((

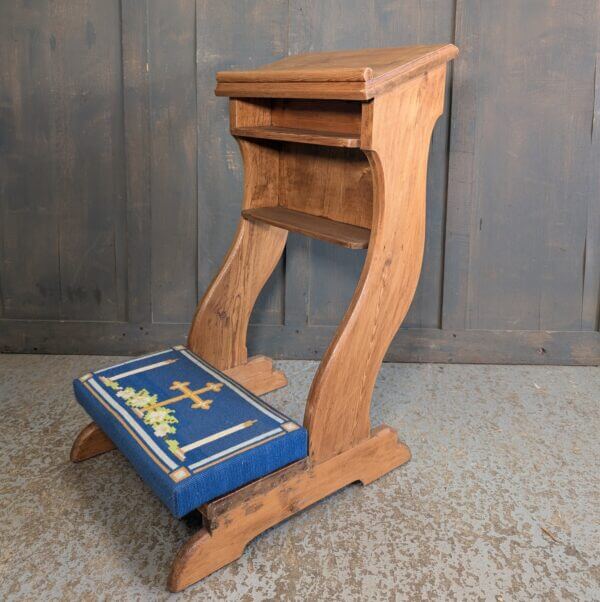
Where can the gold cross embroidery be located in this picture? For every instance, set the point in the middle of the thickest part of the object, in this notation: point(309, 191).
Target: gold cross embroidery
point(187, 393)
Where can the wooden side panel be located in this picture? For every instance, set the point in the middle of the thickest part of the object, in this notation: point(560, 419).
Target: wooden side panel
point(331, 273)
point(229, 36)
point(173, 159)
point(525, 171)
point(62, 193)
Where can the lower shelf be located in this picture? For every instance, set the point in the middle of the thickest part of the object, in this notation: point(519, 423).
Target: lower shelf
point(352, 237)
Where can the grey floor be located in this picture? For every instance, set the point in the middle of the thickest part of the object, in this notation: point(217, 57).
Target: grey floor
point(500, 502)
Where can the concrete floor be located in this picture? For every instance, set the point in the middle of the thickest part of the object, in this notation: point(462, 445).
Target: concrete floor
point(500, 502)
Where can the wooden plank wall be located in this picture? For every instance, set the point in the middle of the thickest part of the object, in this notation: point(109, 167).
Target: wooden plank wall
point(120, 184)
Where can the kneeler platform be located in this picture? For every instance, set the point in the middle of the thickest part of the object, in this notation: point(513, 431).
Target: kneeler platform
point(335, 147)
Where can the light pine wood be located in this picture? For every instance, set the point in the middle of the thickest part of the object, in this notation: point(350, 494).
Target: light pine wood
point(90, 442)
point(372, 196)
point(219, 328)
point(236, 519)
point(257, 375)
point(333, 116)
point(386, 203)
point(345, 75)
point(337, 411)
point(335, 183)
point(303, 136)
point(346, 235)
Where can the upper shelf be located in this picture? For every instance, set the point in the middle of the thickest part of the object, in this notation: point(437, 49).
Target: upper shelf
point(347, 74)
point(302, 136)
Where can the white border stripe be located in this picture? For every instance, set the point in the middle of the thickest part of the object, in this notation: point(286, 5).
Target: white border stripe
point(234, 448)
point(137, 359)
point(142, 369)
point(231, 386)
point(136, 427)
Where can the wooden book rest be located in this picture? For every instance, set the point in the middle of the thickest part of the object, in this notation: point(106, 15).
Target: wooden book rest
point(335, 146)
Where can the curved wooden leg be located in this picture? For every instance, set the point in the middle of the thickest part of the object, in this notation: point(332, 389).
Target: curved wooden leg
point(337, 413)
point(90, 442)
point(219, 328)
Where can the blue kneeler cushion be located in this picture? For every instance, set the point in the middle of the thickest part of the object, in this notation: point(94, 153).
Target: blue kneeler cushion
point(190, 432)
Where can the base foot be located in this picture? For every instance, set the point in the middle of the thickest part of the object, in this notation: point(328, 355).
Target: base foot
point(235, 519)
point(90, 442)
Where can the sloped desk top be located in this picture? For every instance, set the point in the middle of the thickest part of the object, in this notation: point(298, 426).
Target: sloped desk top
point(346, 74)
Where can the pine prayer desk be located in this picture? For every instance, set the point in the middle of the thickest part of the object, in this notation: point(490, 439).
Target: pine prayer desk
point(335, 146)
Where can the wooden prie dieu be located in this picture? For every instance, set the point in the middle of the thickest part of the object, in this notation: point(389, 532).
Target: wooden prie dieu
point(335, 146)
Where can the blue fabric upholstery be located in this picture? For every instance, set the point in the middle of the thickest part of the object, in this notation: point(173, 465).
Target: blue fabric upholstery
point(190, 432)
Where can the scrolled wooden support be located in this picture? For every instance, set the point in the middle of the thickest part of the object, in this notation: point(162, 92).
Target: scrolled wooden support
point(397, 129)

))

Put every line of the rows above into a Markdown table with the columns Line and Text. Line holds a running number and Text holds the line itself. Skip blank lines and leave the pictures out.

- _RESPONSE BELOW_:
| Line | Text |
|---|---|
| 1 | Where can the gold cross embroidery be located in this picture? For every instance, set the point in the middle of the thickest part of the object, in this notation: point(309, 191). |
| 2 | Target: gold cross embroidery |
| 3 | point(187, 393) |
| 4 | Where can the wooden side panel be located in this picture? For every instance, set the point in the middle of the thickest part of the object, in this notation: point(560, 419). |
| 5 | Target: wooden side panel |
| 6 | point(331, 273) |
| 7 | point(229, 36) |
| 8 | point(173, 159) |
| 9 | point(525, 171) |
| 10 | point(62, 193) |
| 11 | Where can the lower shelf be located in this picture? For every instance, set the point in the middle of the thickest part of the object, in this notation: point(519, 423). |
| 12 | Target: lower shelf |
| 13 | point(352, 237) |
| 14 | Where can the grey floor be located in this picture? For every instance, set the point in the middle of the thickest part of the object, in this notation: point(217, 57). |
| 15 | Target: grey floor |
| 16 | point(500, 502) |
| 17 | Where can the concrete floor be located in this picture? For every instance, set the point in the middle of the thickest part of the object, in this notation: point(462, 445). |
| 18 | Target: concrete floor |
| 19 | point(500, 502) |
| 20 | Where can the wooden plank wall be located in this picture? For every instance, set the point in the middle of the thickest part of the object, in this notation: point(109, 167). |
| 21 | Target: wooden plank wall |
| 22 | point(120, 184) |
| 23 | Where can the kneeler platform be located in this picture? For every instance, set the point in the middle of the thickest part of the object, in this notation: point(513, 431). |
| 24 | Target: kneeler platform |
| 25 | point(335, 147) |
| 26 | Where can the light pine wood be located in this picture? For every instance, set the point in the middle of the thickest part of the object, in this notation: point(350, 494). |
| 27 | Target: light pine wood |
| 28 | point(90, 442) |
| 29 | point(372, 196) |
| 30 | point(219, 328) |
| 31 | point(236, 519) |
| 32 | point(257, 375) |
| 33 | point(333, 116) |
| 34 | point(386, 203) |
| 35 | point(345, 75) |
| 36 | point(337, 411) |
| 37 | point(335, 183) |
| 38 | point(303, 136) |
| 39 | point(346, 235) |
| 40 | Where can the upper shelf be located in this picture? For every instance, set the point in the middle of the thickest part of the object, in this notation: point(437, 49). |
| 41 | Target: upper shelf |
| 42 | point(347, 74) |
| 43 | point(302, 136) |
| 44 | Where can the white border stripe be located in this picture? For every instance, set the point in the middle of the thickest part of the object, in this notation: point(286, 5). |
| 45 | Target: white border stripe |
| 46 | point(234, 448) |
| 47 | point(137, 359) |
| 48 | point(142, 369) |
| 49 | point(231, 386) |
| 50 | point(136, 427) |
| 51 | Where can the wooden book rest be located in this picture? For every instance, set the point in the middle of the thickest part of the object, in this notation: point(106, 15). |
| 52 | Target: wooden book rest |
| 53 | point(335, 146) |
| 54 | Where can the curved wooden leg be located in this picture? For every instance, set the point in the middle of the thickest part of the object, in this notation: point(332, 389). |
| 55 | Target: curved wooden leg |
| 56 | point(337, 413) |
| 57 | point(90, 442) |
| 58 | point(219, 328) |
| 59 | Where can the blue kneeler cushion be located in this picture? For every instance, set the point in the middle of the thickest part of the object, in this notation: point(94, 153). |
| 60 | Target: blue kneeler cushion |
| 61 | point(190, 432) |
| 62 | Where can the base foot be located in this picture? For every instance, set the point in the middle of the thickest part of the object, in this notation: point(328, 355). |
| 63 | Target: base foot |
| 64 | point(235, 519) |
| 65 | point(90, 442) |
| 66 | Where can the sloped desk top be located in this picture? For every instance, set the point in the middle of the thickest part of the object, in this notation: point(298, 426). |
| 67 | Target: sloped desk top |
| 68 | point(346, 74) |
| 69 | Where can the pine prayer desk be located in this picture? For every instance, set the point in the middle of the thickest part of the object, in this notation: point(490, 439). |
| 70 | Target: pine prayer desk |
| 71 | point(335, 146) |
| 72 | Where can the wooden prie dieu be located in this picture? For every instance, set the point in the middle of the thickest part of the object, in this notation: point(389, 532). |
| 73 | Target: wooden prie dieu |
| 74 | point(335, 146) |
| 75 | Where can the blue fabric upholstery be located in this picture? For every instance, set the point in the middle of the thickest part of the object, in this notation: point(173, 465). |
| 76 | Target: blue fabric upholstery |
| 77 | point(190, 432) |
| 78 | Where can the scrolled wooden support be located in this picture? For every instance, set the point in the middle of the thickest part of the object, in this notation: point(162, 92). |
| 79 | Target: scrolled wooden support |
| 80 | point(397, 129) |